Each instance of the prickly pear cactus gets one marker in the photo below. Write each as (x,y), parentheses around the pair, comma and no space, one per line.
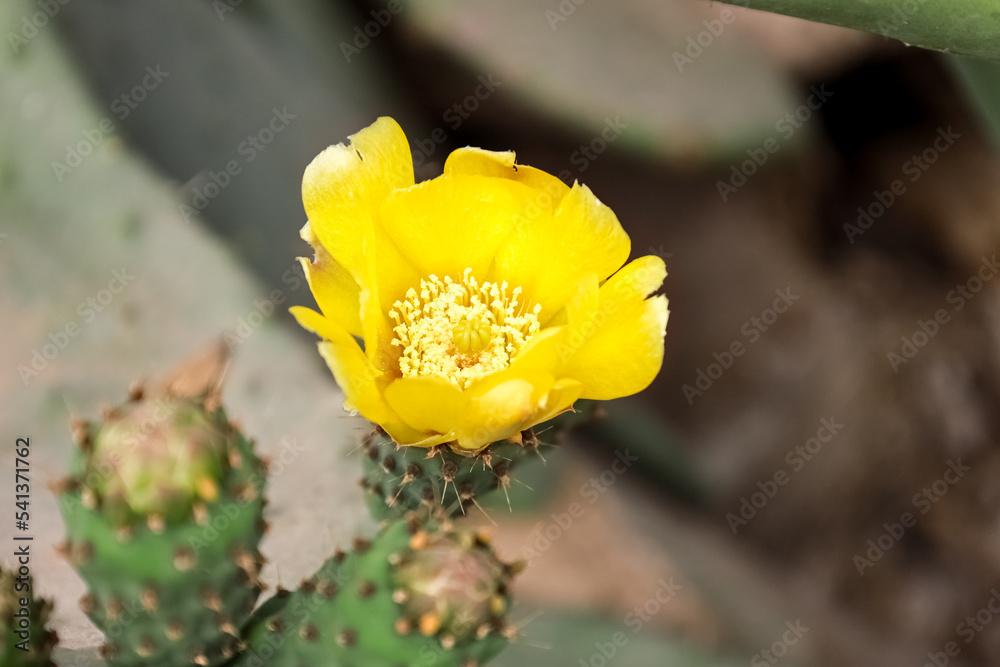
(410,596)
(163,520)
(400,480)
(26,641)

◆ **Problem to solve**: Pictures aside, give the data again exactly as it appears.

◆ **Result of this task**:
Each instance of the prickly pear cactus gets one marker in the photo below. Write each as (x,y), parentheses around the pair, comma and no space, one per line.
(410,596)
(163,520)
(400,480)
(26,641)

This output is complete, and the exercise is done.